> **Work order**
Return the following data exactly, with all pictures left out.
**** Source data
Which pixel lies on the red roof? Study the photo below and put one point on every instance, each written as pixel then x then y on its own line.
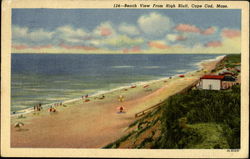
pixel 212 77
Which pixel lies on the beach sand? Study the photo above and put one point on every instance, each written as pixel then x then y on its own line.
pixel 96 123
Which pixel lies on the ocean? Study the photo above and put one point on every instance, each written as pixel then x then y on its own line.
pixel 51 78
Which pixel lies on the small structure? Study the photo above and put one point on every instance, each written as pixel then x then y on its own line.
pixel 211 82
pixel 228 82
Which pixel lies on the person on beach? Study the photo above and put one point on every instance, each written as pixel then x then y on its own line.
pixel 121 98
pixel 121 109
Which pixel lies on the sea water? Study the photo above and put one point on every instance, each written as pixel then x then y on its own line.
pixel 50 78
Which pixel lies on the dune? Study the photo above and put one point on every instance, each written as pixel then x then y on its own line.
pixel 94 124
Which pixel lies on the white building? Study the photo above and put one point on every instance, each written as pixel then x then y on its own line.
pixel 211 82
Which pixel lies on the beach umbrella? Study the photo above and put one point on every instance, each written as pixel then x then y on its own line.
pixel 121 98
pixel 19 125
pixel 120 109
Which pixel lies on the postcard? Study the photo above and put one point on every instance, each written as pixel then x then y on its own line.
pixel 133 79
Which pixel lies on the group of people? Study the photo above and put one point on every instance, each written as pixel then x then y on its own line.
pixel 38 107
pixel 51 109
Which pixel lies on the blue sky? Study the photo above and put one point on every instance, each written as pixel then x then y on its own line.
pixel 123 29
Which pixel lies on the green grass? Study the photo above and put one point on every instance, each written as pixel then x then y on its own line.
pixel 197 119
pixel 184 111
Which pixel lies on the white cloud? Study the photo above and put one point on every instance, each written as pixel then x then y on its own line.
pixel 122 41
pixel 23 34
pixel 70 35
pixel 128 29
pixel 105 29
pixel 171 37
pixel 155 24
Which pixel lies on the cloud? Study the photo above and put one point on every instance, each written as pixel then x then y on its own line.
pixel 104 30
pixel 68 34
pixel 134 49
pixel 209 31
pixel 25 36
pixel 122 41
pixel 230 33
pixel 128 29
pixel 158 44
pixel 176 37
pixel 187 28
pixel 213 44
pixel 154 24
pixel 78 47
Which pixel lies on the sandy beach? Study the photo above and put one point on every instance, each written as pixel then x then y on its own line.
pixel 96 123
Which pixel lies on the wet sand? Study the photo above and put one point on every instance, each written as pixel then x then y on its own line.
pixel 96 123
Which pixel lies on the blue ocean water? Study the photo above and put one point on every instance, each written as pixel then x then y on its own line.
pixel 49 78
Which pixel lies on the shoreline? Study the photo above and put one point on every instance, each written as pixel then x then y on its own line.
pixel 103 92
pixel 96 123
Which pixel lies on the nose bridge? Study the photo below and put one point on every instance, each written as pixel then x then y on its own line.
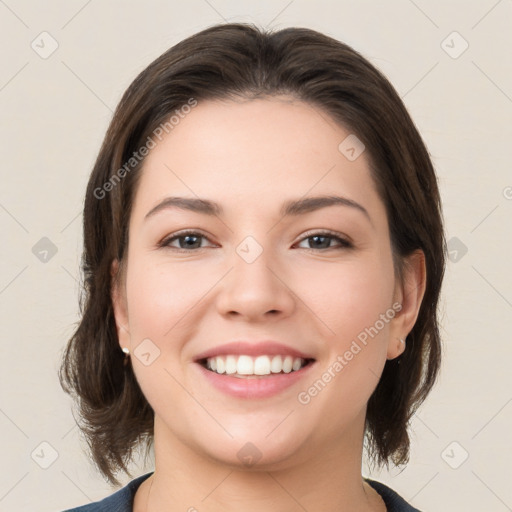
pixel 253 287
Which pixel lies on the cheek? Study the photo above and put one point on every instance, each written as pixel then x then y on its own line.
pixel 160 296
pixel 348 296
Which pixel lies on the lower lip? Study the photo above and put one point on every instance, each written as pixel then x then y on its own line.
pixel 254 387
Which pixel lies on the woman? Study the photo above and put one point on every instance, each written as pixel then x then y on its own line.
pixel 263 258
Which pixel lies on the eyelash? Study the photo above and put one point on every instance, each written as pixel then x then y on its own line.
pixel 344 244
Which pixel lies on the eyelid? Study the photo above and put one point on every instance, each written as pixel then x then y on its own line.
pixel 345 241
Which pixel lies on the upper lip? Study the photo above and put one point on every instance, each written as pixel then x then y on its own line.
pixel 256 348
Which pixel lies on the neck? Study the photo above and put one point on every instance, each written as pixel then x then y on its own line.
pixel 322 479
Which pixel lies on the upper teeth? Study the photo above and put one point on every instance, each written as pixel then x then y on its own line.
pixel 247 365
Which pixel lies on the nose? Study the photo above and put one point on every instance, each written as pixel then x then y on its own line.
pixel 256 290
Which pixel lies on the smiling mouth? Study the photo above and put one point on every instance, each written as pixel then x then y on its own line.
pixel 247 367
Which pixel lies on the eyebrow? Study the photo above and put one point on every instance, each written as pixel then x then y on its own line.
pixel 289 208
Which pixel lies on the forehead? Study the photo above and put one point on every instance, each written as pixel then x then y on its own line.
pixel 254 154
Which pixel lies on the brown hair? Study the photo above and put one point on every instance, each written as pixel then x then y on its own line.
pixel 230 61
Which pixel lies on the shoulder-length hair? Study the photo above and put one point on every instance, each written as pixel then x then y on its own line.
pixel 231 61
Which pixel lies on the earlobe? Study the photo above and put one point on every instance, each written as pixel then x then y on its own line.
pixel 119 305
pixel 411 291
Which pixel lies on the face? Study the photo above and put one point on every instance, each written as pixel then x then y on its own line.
********
> **Output**
Which pixel lies on the red roof? Study the photo below and put one point on every instance, each written as pixel then x then y on its own line.
pixel 212 77
Which pixel lies on the beach sand? Study the photo above and put one point on every instance, each written as pixel then x then y on its own line.
pixel 96 123
Which pixel lies on the ocean? Study the photo above and put one point on every instance, each written as pixel then x then y on its own line.
pixel 51 78
Which pixel lies on the small structure? Study the photo above and put one point on every instance, each written as pixel then x then y on its own line.
pixel 211 82
pixel 228 82
Which pixel lies on the person on beach? Study the photo above and put one point on every instance, each written as pixel then x then y on its own line.
pixel 121 98
pixel 121 109
Which pixel lies on the sea water? Study the photo above and put one point on every instance, each written as pixel then x then y on its own line.
pixel 50 78
Which pixel lies on the dune? Study the photo above and put one point on every instance, each written as pixel then x then y on its own line.
pixel 94 124
Which pixel lies on the white building? Study the photo above and put one point on every instance, each written as pixel then x then y on its own line.
pixel 211 82
Which pixel lies on the beach umbrella? Study the photo above and put one point on every instance, each written as pixel then x then y on its own line.
pixel 121 98
pixel 19 125
pixel 120 109
Which pixel lies on the postcard? Study the photo above and put one point on every instance, each written as pixel then x then y on its own line.
pixel 133 79
Which pixel lies on the group of people? Study the photo above and put one point on every instance, each written as pixel then x then y on its own line.
pixel 38 107
pixel 51 109
Which pixel lies on the blue sky? Study the photo above and put one point on every instance, each written as pixel then x then y on its own line.
pixel 123 29
Which pixel lies on the green grass? Study the photo above and put one point on every instance, each written as pixel then x then y on its own line.
pixel 197 119
pixel 184 111
Which pixel lies on the white cloud? Study the photo above and put one point on every instance, each written as pixel then x then y on its own line.
pixel 122 41
pixel 23 34
pixel 70 35
pixel 128 29
pixel 105 29
pixel 171 37
pixel 155 24
Which pixel lies on the cloud? Study the photo above and put one point on every instance, each written as pixel then x then y on its own line.
pixel 104 30
pixel 68 34
pixel 134 49
pixel 209 31
pixel 25 36
pixel 122 41
pixel 230 33
pixel 128 29
pixel 158 44
pixel 176 37
pixel 187 28
pixel 213 44
pixel 154 24
pixel 78 47
Which pixel lies on the sandy beach? Study the photo above and put one point on every instance, each written as pixel then x then y on its own line.
pixel 96 123
Which pixel lies on the wet sand? Study the photo above and put one point on every instance, each written as pixel then x then y on its own line.
pixel 96 123
Which pixel lies on the blue ocean water? Study the photo above and put one point on every instance, each written as pixel then x then y on its own line.
pixel 49 78
Which pixel lies on the shoreline? Study the photo above and put one point on every instance, each written as pixel then x then y on its own line.
pixel 103 92
pixel 96 123
Which pixel lies on the nose bridge? Study the photo below and put one point on every instance, each written as pixel then x then y on its own line.
pixel 253 287
Which pixel lies on the cheek? Study the photo above and put one point on every instance, each written as pixel then x then y on its own line.
pixel 160 296
pixel 348 296
Which pixel lies on the lower lip? Study the photo above and put one point on every instance, each written as pixel then x then y on its own line.
pixel 254 387
Which pixel lies on the woman? Study the photo above and put one point on every instance, each written as pixel then x then y on its own line.
pixel 263 258
Which pixel lies on the eyelash? Study the photo above and put one point on every instance, each written as pixel then x then y on its own line.
pixel 344 244
Which pixel lies on the eyelid? Study the photo above and put one point on every instance, each written as pixel then x then y on its own line.
pixel 345 241
Which pixel lies on the upper lip? Study the photo above and put one point on every instance, each written as pixel then x then y on its own line.
pixel 256 348
Which pixel lies on the neck? Study the photo above and put one point on every instance, each written as pixel then x then y on its own line.
pixel 322 479
Which pixel lies on the upper teeth? Study the photo above and put one point on every instance, each written as pixel then x then y on its own line.
pixel 247 365
Which pixel lies on the nose? Study the photo above and put one point on every instance, each written as pixel then x then y on its own line.
pixel 256 290
Which pixel lies on the smiling mouth? Study the photo above and put one point on every instance, each written as pixel then x then y on its own line.
pixel 247 367
Which pixel lies on the eyebrow? Study the photo above and put one point on every instance, each written as pixel then x then y on its own line.
pixel 289 208
Which pixel lies on the forehead? Study the photo above and put one point on every instance, each written as pixel then x then y on its own line.
pixel 254 154
Which pixel lies on the brown hair? Study the photo above and put one point on every instance, each written as pixel then x then y on its own line.
pixel 230 61
Which pixel lies on the shoulder-length hair? Study the photo above and put one point on every instance, each written as pixel then x then y on its own line.
pixel 231 61
Which pixel lies on the earlobe? Study the photo above and put one point on every instance, each written as pixel then x then y on its own line.
pixel 119 305
pixel 411 291
Which pixel lies on the face? Study the photo above and put one point on every instance, each written as pixel then x then y on its own line.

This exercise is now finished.